TEXT PASSAGE.
— Start —

# 48x18x18=?????



## sisonek (Sep 8, 2009)

There is a local guy trying to sell a "100 gallon" 48x21x21 aquarium when I add up those dimensions I only get 91 gallons can someone double cheek this?


----------



## cjacob316 (Dec 4, 2008)

i get the same thing, most 100 gallon tanks are 60 inches long or more


----------



## Toby_H (Apr 15, 2005)

Aquarium volumes are very commonly rounded off...

My standard 125 gal is 72" x 18" @ 21" and has a maximum capacity of around 115 gallons when you take the honest to God internal dimentions.

Sellers rounding to the sellers advantage is a common thing that probably isn't going anywhere...

48 x 18 x 18 = 15552... divided by 231 = 67.3 US Gallons...

48 x 21 x 21 = 21168... divided by 231 = 91.6 US Gallons...

I recently sold my 48 x 24 x 24 120 Gal tank, it was a great tank, I hated to get rid of it... I would jump on the 48 x 21 x 21 if the price was right...


----------



## sisonek (Sep 8, 2009)

well i would really like to get this tank but there is no stand with it and i am having a hard time trying to find one


----------



## Toby_H (Apr 15, 2005)

sisonek said:


> well i would really like to get this tank but there is no stand with it and i am having a hard time trying to find one


They sell stands to fit any tank at Home Depot... in the lumber department... you just have to (design, cut, ) assemble (and finish) it yourself.


----------

— End —

[Object pointing dataset rows]
— Start —

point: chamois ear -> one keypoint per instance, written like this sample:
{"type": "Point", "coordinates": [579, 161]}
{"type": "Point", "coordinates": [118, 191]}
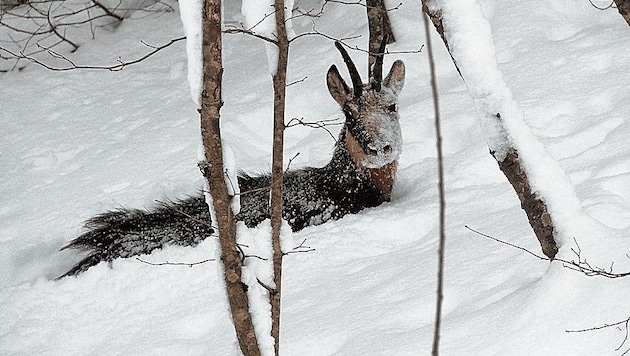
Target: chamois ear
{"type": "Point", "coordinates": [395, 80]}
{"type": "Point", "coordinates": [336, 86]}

— End —
— Start —

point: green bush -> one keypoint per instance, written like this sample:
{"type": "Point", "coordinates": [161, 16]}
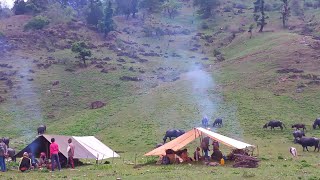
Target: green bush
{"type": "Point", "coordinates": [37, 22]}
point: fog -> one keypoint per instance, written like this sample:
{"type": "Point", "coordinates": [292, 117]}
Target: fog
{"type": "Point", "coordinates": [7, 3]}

— End —

PROBLEMS TO SOLVE.
[1] Do these statements agree with the aquarium thread? (a) Toby_H's standard 125 gal tank holds about 115 gallons at most. (b) cjacob316 got a different volume than the original poster did. (c) The tank for sale comes with a stand. Answer yes or no for each, quoting the deciding words of the thread.
[2] Can you reproduce the part of the aquarium thread starting with "There is a local" and going on through "(Dec 4, 2008)"?

FINAL ANSWERS.
[1]
(a) Yes: "has a maximum capacity of around 115 gallons"
(b) No: "i get the same thing"
(c) No: "there is no stand with it"

[2]
There is a local guy trying to sell a "100 gallon" 48x21x21 aquarium when I add up those dimensions I only get 91 gallons can someone double cheek this?


----------



## cjacob316 (Dec 4, 2008)